▶ [AUFGABE A]: Gib aus den Zeilen weiter unten den Teil, der mit der Zeile beginnt, die „Target = backpack strap“ enthält, und bis zum Ende der Zeilen reicht, als JSON-Liste von Strings aus. Jede Zeile wird ein String, Leerzeilen entfallen.

▶ [AUSZUG]:
# # # # #
Verboten sind neben dem Erwerb und der Veräußerung ausdrücklich gem. Art. 8 Abs. 1 Satz 2 MMVO auch die Stornierung oder Änderung eines Auftrags, wenn der Auftrag vor Erlangen der Insiderinformation erteilt wurde.

Stornierung meint die vollständige Streichung einer Order, Änderung jede andere Modifizierung der Order (Emittentenleitfaden der BaFin, Modul C, Ziff. I.4.2.2, S. 54; Klöhn, MAR, Art. 8 Rn 78 f.; Schwark/Zimmer/Kumpan/Schmidt, Kapitalmarktrechts-Kommentar, Art. 8 VO (EU) 596/2014 Rn 46 f.). Entscheidend ist, dass die jeweilige Person im Zeitpunkt der Stornierung oder Änderung des Auftrags Kenntnis von einer Insiderinformation hat (Graßl, DB 2015, 2066, 2067; Klöhn, MAR, Art. 8 Rn 83; Poelzig NZG 2016, 528, 532; Schwark/Zimmer/Kumpan/Schmidt, Kapitalmarktrechts-Kommentar, Art. 8 VO (EU) 596/2014 Rn 53; BeckOK-WpHR/Seibt/Buck-Heeb/Harnos/Nietsch, Art. 8 VO (EU) 596/2014 Rn 21).

Nach Art. 8 Abs. 2 MMVO liegt eine Empfehlung zum Tätigen von Insidergeschäften oder die Verleitung Dritter hierzu vor, wenn eine Person über Insiderinformationen verfügt und entweder auf der Grundlage dieser Informationen Dritten empfiehlt, Finanzinstrumente, auf die sich die Informationen beziehen, zu erwerben oder zu veräußern, oder sie dazu verleitet, einen solchen Erwerb oder eine solche Veräußerung vorzunehmen, oder auf der Grundlage dieser Informationen Dritten empfiehlt, einen Auftrag, der ein Finanzinstrument betrifft, auf das sich die Insiderinformationen beziehen, zu stornieren oder zu ändern, oder sie dazu verleitet, eine solche Stornierung oder Änderung vorzunehmen.
# # # # #
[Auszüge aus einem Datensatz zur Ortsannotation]
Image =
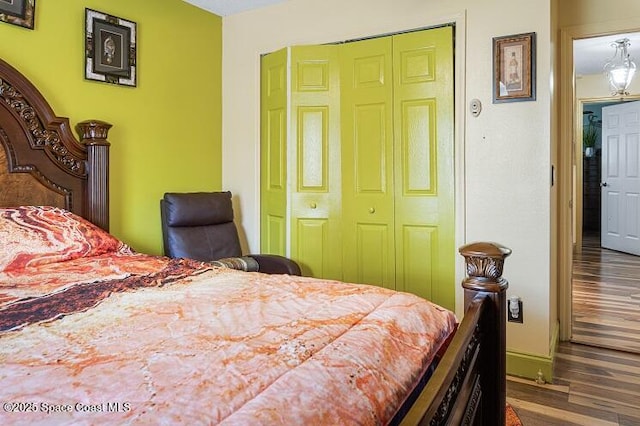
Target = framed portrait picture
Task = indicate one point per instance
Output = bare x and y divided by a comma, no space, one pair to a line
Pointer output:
110,49
18,12
514,68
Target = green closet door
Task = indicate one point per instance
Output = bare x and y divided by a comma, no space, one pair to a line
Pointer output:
424,164
367,161
273,153
314,154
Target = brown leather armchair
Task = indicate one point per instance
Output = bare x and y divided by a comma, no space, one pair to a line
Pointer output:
199,225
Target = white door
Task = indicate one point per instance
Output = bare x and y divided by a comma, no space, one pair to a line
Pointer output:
621,177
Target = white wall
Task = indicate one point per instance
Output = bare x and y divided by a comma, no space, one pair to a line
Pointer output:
502,157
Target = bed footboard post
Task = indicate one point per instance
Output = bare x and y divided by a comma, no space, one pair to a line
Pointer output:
93,134
484,265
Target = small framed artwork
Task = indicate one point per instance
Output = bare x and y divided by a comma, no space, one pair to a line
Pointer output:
110,49
514,68
18,12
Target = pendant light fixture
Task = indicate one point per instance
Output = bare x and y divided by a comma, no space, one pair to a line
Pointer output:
620,69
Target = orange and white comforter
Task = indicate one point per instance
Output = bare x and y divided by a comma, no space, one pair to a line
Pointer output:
148,340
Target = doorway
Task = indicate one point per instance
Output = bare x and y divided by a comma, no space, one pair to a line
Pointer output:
605,286
572,254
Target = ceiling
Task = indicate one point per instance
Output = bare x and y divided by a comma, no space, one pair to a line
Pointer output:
590,54
229,7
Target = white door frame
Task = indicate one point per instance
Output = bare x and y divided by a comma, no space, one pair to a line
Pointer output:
566,148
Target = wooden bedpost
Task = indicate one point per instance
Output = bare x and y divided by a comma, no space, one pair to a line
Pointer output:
484,264
93,134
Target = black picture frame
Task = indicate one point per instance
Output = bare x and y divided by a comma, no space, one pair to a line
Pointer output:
110,49
18,12
514,68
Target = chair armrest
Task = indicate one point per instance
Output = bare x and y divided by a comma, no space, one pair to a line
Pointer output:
275,264
243,263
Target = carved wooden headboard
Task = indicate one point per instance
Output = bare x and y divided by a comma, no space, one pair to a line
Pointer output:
42,162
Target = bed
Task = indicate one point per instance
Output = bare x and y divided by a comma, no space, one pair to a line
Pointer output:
92,332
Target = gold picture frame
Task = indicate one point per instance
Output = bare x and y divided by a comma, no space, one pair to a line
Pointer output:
514,68
18,12
110,49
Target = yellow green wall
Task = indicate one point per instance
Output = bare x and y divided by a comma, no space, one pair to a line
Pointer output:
166,131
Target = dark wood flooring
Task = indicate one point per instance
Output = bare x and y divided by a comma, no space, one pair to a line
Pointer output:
596,381
591,386
606,297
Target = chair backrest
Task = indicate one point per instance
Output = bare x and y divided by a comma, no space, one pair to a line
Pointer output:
199,225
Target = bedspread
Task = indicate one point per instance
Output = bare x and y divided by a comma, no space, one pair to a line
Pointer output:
154,341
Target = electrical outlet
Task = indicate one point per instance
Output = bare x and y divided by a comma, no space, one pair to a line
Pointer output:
514,310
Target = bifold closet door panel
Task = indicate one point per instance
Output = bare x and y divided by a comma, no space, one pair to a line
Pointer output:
367,162
314,161
424,164
273,153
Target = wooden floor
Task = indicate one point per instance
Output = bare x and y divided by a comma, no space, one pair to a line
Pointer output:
593,384
606,297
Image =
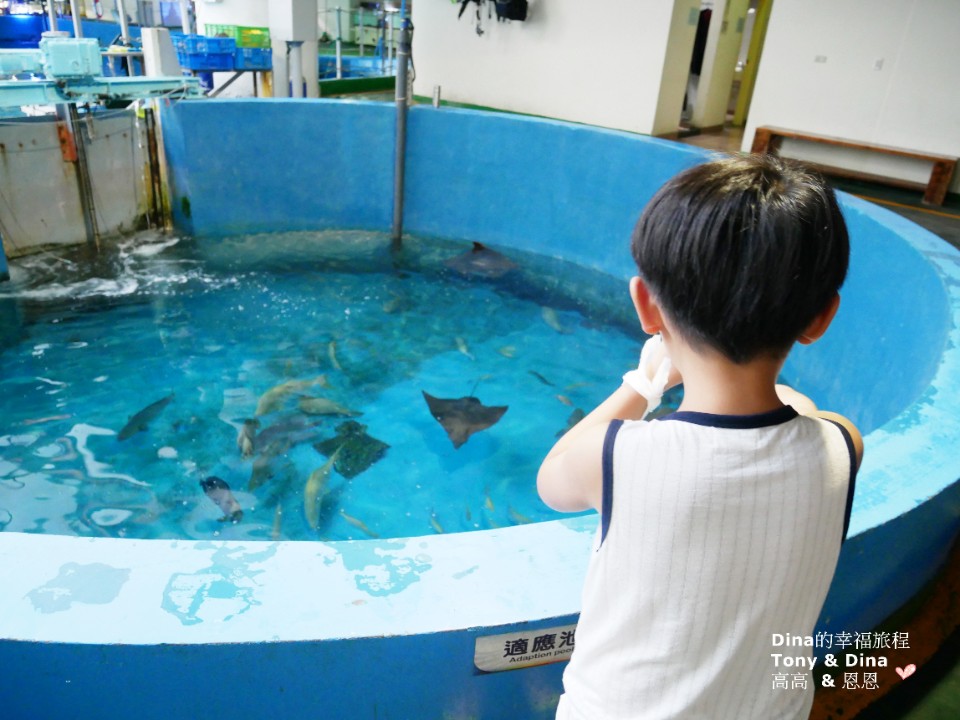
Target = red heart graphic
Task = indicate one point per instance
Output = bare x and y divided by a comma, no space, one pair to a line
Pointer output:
906,672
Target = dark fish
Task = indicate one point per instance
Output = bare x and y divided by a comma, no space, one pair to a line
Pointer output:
142,419
575,417
247,437
219,492
462,417
353,448
481,261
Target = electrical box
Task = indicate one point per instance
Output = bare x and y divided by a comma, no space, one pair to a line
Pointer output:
20,62
70,57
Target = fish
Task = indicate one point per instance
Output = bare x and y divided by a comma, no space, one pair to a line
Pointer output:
316,489
247,437
462,417
576,416
359,524
273,398
549,316
541,378
291,430
48,418
357,449
140,421
324,406
462,347
332,354
481,261
219,492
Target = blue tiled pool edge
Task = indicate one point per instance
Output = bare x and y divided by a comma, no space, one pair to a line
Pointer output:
378,628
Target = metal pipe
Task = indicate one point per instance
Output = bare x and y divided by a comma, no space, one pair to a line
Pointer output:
382,27
360,32
403,60
339,47
83,177
52,14
124,25
156,214
390,46
77,27
296,69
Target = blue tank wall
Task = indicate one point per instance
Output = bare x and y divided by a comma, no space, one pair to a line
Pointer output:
575,192
891,362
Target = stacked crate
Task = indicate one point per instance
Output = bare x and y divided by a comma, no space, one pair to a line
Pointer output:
198,52
252,51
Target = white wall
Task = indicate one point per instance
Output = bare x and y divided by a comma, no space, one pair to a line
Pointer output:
719,62
672,85
910,102
596,63
256,13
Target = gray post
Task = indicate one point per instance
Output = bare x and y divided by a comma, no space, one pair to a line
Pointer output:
339,47
403,60
124,24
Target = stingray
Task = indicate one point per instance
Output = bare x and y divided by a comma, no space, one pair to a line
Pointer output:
481,261
357,449
462,417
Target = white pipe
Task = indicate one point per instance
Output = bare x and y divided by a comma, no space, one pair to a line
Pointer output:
186,18
339,48
124,25
360,30
77,28
390,48
296,70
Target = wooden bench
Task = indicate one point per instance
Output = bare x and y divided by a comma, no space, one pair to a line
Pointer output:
769,139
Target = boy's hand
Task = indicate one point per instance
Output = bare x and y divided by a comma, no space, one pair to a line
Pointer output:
655,373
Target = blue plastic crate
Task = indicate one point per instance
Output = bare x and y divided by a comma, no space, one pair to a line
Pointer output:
253,59
194,44
205,61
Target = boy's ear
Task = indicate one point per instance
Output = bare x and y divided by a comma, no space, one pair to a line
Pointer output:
818,326
646,306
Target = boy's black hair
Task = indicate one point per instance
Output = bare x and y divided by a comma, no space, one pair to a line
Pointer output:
743,253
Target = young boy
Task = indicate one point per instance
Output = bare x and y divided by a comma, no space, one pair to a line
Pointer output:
722,522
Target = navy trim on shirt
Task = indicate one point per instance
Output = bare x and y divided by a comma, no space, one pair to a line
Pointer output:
606,501
735,422
853,475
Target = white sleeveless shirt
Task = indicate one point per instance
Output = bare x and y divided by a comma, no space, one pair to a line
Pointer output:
717,532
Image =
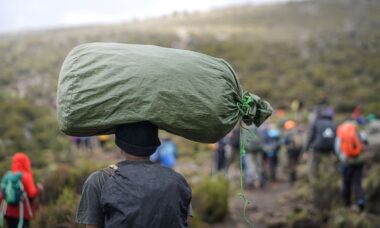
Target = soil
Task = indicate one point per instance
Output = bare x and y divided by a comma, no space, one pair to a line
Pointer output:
268,207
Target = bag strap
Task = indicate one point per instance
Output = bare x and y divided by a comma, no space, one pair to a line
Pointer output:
110,170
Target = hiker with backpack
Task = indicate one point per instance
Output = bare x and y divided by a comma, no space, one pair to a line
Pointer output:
166,154
135,192
254,172
293,142
320,141
18,192
272,145
349,148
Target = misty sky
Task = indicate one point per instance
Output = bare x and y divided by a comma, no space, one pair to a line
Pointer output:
16,15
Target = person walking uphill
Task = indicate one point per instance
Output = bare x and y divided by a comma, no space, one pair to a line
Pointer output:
320,140
17,198
135,192
349,148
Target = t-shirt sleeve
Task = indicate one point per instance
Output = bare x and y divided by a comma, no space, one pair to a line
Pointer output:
89,210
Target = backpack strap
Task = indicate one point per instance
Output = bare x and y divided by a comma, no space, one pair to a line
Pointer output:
110,170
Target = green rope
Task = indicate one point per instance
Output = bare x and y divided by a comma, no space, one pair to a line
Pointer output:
246,105
241,192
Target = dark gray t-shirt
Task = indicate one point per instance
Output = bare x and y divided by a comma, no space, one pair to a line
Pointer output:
90,209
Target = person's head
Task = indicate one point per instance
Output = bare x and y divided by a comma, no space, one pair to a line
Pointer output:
137,139
21,163
327,113
289,125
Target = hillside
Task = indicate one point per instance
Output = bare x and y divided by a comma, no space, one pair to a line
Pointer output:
303,50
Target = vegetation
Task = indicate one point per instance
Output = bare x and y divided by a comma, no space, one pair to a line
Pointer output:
210,199
297,50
# # # # #
▶ [AUFGABE B]:
Stimmen die folgenden Aussagen mit dem Auszug überein? Antworte jeweils mit Ja oder Nein und zitiere die entscheidenden Worte aus dem Auszug wörtlich.
(i) Unter Stornierung versteht man die vollständige Streichung einer Order.
(ii) Das Verbot der Änderung eines Auftrags gilt nur für Aufträge, die nach Erlangen der Insiderinformation erteilt wurden.
(iii) Entscheidend ist, dass die Person bereits bei der Erteilung des Auftrags Kenntnis von einer Insiderinformation hat.

▶ [LÖSUNG A]:
[
  "Target = backpack strap",
  "Task = indicate one point per instance",
  "Output = bare x and y divided by a comma, no space, one pair to a line",
  "Pointer output:",
  "110,170",
  "Target = green rope",
  "Task = indicate one point per instance",
  "Output = bare x and y divided by a comma, no space, one pair to a line",
  "Pointer output:",
  "246,105",
  "241,192",
  "Target = dark gray t-shirt",
  "Task = indicate one point per instance",
  "Output = bare x and y divided by a comma, no space, one pair to a line",
  "Pointer output:",
  "90,209",
  "Target = person's head",
  "Task = indicate one point per instance",
  "Output = bare x and y divided by a comma, no space, one pair to a line",
  "Pointer output:",
  "137,139",
  "21,163",
  "327,113",
  "289,125",
  "Target = hillside",
  "Task = indicate one point per instance",
  "Output = bare x and y divided by a comma, no space, one pair to a line",
  "Pointer output:",
  "303,50",
  "Target = vegetation",
  "Task = indicate one point per instance",
  "Output = bare x and y divided by a comma, no space, one pair to a line",
  "Pointer output:",
  "210,199",
  "297,50"
]

▶ [LÖSUNG B]:
(i) Ja: „Stornierung meint die vollständige Streichung einer Order“
(ii) Nein: „wenn der Auftrag vor Erlangen der Insiderinformation erteilt wurde“
(iii) Nein: „im Zeitpunkt der Stornierung oder Änderung des Auftrags Kenntnis von einer Insiderinformation hat“